Riporta tutte le forme verbali al congiuntivo presenti nel passo sui rifiuti a rischio infettivo, nell'ordine in cui compaiono.

--- Passo citato ---

Un primo distinguo va operato a seconda che si tratti di rifiuti extraospedalieri, cioè prodotti nelle abitazioni in cui soggiorna una persona positiva al tampone, a fronte di rifiuti prodotti nelle strutture ospedaliere in relazione a materiali potenzialmente infetti.

Rifiuti pericolosi a rischio infettivo prodotti in ambito domestico


In questo primo caso, cioè di rifiuti pericolosi a rischio infettivo prodotti in ambito domestico, esistono delle linee guida emanate dall’ISS (Istituto Superiore della Sanità) con un documento del 3 marzo 2020 e successivamente integrato, con norme idonee alla corretta gestione e al corretto smaltimento dei rifiuti cosiddetti speciali.
Quanto alla gestione domestica di tali rifiuti, si parte dalla raccomandazione che sia interrotta la raccolta differenziata (laddove praticata) e che tutti i rifiuti vengano raccolti insieme secondo le regole della raccolta indifferenziata.

--- Dati disponibili ---

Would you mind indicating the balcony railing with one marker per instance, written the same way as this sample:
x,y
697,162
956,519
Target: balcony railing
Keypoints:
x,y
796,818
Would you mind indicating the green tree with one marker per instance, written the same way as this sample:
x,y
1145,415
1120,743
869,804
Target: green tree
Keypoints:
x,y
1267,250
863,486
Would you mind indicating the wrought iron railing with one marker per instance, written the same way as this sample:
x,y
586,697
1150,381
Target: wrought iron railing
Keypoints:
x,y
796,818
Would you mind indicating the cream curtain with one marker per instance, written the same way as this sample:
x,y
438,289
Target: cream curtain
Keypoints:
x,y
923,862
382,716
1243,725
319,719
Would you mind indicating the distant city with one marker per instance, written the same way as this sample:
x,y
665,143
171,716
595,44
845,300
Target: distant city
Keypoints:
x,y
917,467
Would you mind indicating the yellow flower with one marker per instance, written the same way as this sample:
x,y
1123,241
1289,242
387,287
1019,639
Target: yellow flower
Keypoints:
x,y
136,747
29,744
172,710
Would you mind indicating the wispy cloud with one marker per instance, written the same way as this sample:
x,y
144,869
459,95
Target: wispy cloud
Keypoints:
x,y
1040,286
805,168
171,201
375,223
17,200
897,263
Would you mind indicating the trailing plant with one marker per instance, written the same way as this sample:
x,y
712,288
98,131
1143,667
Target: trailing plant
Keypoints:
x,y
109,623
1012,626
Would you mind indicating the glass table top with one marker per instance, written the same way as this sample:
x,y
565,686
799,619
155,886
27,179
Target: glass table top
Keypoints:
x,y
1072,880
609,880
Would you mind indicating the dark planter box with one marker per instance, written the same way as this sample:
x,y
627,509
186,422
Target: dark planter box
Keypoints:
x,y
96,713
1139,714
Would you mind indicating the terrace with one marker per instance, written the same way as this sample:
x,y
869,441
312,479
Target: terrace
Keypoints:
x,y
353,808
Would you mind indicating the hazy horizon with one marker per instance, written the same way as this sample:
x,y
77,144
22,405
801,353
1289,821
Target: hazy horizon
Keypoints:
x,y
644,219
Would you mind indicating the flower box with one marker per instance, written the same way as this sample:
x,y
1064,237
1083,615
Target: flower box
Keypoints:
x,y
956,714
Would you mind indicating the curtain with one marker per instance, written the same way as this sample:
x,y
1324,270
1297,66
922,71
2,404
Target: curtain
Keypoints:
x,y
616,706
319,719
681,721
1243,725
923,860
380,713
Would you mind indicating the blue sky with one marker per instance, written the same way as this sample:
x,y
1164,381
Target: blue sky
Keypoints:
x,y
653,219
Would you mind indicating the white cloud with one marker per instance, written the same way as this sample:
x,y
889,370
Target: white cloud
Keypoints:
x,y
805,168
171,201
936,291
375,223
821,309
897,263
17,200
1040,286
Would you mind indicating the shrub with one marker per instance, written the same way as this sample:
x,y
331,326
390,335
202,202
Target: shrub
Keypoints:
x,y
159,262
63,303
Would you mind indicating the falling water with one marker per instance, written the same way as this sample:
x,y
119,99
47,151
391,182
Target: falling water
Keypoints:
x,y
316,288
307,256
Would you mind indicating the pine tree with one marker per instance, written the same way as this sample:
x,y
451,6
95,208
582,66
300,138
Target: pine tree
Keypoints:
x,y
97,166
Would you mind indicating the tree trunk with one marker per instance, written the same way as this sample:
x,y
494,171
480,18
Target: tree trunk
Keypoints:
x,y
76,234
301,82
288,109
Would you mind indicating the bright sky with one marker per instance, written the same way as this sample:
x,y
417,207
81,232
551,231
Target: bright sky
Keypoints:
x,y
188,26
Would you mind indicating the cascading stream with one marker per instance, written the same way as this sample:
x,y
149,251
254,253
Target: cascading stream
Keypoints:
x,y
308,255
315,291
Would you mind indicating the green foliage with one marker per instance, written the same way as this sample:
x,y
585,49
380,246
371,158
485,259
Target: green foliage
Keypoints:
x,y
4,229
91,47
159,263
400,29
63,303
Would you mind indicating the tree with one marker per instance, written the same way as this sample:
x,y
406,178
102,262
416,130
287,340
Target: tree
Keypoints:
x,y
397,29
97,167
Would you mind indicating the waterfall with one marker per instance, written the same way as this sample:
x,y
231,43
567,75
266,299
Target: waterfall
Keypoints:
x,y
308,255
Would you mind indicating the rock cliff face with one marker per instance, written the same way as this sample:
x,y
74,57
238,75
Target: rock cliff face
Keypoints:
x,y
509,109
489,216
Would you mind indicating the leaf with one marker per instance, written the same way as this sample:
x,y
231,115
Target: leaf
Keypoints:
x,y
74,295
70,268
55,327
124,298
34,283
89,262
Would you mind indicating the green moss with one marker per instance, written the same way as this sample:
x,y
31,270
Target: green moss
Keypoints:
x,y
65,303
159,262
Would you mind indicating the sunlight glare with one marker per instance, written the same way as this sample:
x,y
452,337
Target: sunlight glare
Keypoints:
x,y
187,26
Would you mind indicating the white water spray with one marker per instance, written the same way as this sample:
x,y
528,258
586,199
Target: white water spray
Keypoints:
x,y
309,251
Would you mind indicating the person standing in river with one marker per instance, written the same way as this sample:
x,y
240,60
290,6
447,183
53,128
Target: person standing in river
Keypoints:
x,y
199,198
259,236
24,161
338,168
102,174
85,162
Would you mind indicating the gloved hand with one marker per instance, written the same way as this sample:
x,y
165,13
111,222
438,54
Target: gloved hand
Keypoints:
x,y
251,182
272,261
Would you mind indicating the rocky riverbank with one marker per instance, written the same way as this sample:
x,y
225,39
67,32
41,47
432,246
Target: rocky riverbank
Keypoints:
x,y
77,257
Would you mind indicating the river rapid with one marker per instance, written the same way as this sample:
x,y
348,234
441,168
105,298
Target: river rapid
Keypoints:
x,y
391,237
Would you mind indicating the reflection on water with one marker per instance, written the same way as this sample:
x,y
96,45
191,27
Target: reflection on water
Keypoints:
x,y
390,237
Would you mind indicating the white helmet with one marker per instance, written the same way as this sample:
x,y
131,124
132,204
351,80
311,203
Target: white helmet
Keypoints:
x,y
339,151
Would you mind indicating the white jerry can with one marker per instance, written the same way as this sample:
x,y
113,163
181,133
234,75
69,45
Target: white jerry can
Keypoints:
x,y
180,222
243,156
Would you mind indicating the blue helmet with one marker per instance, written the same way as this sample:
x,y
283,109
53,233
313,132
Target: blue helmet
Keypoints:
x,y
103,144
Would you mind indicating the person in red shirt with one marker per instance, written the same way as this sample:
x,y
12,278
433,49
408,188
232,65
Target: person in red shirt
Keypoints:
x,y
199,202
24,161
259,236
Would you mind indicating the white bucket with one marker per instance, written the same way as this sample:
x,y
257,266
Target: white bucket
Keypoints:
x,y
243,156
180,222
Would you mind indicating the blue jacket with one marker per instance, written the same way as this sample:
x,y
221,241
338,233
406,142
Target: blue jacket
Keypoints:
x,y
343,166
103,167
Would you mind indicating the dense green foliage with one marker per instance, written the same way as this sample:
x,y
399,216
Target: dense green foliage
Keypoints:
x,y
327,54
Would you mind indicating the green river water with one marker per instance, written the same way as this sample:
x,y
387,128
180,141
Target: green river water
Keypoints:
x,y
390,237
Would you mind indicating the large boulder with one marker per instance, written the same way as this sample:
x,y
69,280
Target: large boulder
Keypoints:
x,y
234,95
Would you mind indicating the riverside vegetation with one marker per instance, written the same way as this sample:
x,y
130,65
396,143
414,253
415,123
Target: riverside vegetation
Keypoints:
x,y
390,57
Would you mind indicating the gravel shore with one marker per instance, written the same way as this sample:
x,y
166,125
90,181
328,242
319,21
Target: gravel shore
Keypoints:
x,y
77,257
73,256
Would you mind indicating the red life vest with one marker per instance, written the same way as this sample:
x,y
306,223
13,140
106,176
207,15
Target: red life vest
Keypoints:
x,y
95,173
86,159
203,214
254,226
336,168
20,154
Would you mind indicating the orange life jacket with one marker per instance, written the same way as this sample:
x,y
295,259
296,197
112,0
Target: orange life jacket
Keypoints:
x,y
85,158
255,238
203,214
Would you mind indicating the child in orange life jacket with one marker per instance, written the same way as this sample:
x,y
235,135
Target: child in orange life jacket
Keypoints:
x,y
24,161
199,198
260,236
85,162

---

- Risultato
si tratti
sia interrotta
vengano raccolti